> [PASSAGE RETENU]:
___
Afin de comprendre pourquoi deux jeunes Tunisiennes ont rejoint Daech, une cinéaste demande à deux actrices de les incarner auprès de leur mère et de leurs deux sœurs cadettes.

En 2012, le destin d’Olfa Hamrouni, mère divorcée élevant seule ses quatre filles, bascule lorsque ses deux filles aînées découvrent Daech. Portant le niqab, les deux jeunes filles veulent bannir la télévision et la musique de leur foyer. Deux ans plus tard, Ghofran, alors âgée de 16 ans, quitte la Tunisie pour la Libye afin de rejoindre Daech. Peu après, Rahma, 15 ans, va la rejoindre.
___
> [DONNÉES AFFICHÉES]:
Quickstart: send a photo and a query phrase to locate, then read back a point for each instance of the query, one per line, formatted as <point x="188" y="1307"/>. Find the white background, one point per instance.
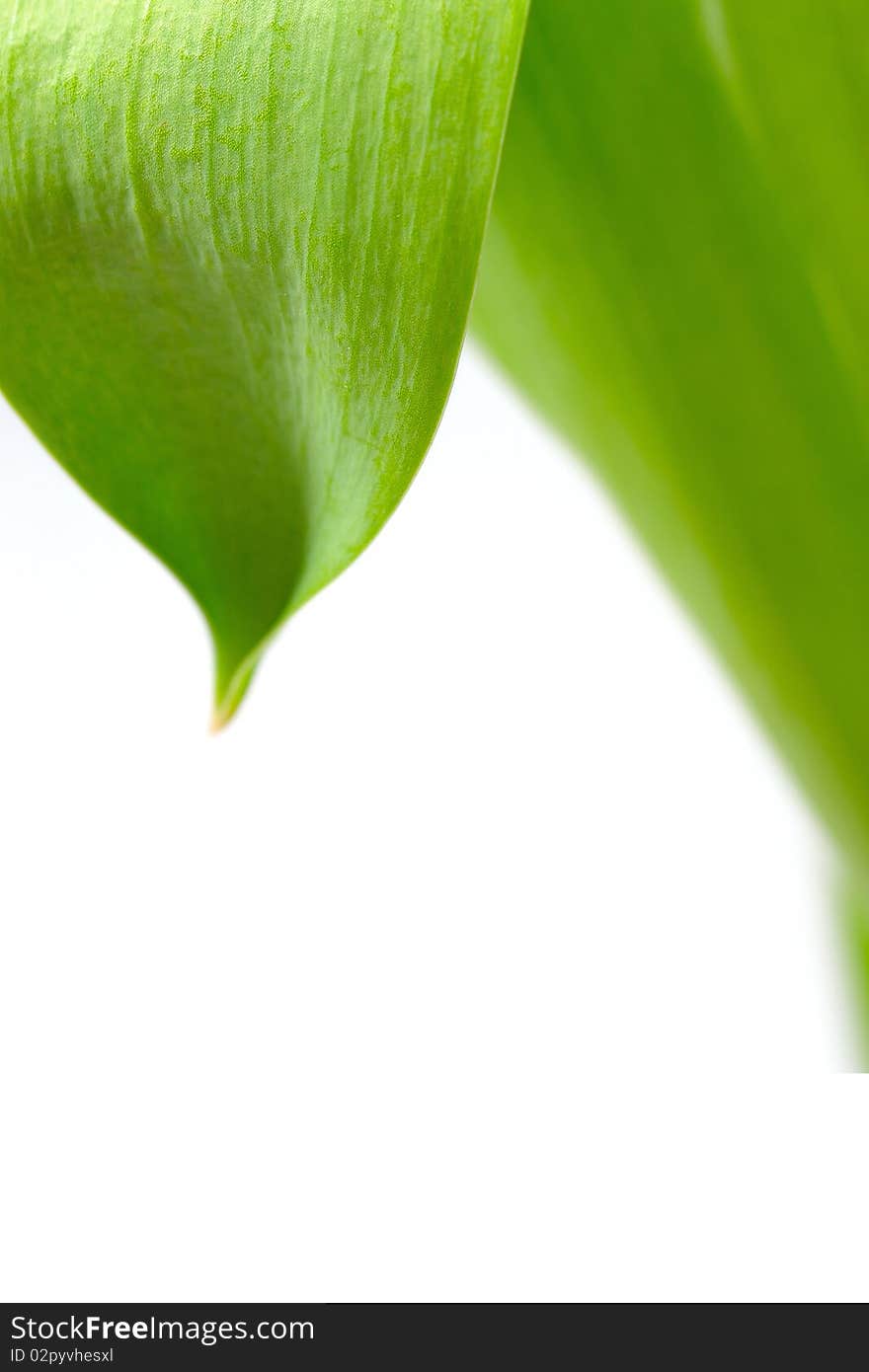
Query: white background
<point x="488" y="956"/>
___
> [TÂCHES À RÉALISER]:
1 > Traduisez en anglais la phrase suivante du passage retenu : « Portant le niqab, les deux jeunes filles veulent bannir la télévision et la musique de leur foyer. »
2 > Transcrivez le passage retenu depuis « Afin de comprendre » jusqu'à « va la rejoindre. » inclus.

> [LISTE DES SOLUTIONS]:
1 > Wearing the niqab, the two young women want to ban television and music from their home.

2 >
Afin de comprendre pourquoi deux jeunes Tunisiennes ont rejoint Daech, une cinéaste demande à deux actrices de les incarner auprès de leur mère et de leurs deux sœurs cadettes.

En 2012, le destin d’Olfa Hamrouni, mère divorcée élevant seule ses quatre filles, bascule lorsque ses deux filles aînées découvrent Daech. Portant le niqab, les deux jeunes filles veulent bannir la télévision et la musique de leur foyer. Deux ans plus tard, Ghofran, alors âgée de 16 ans, quitte la Tunisie pour la Libye afin de rejoindre Daech. Peu après, Rahma, 15 ans, va la rejoindre.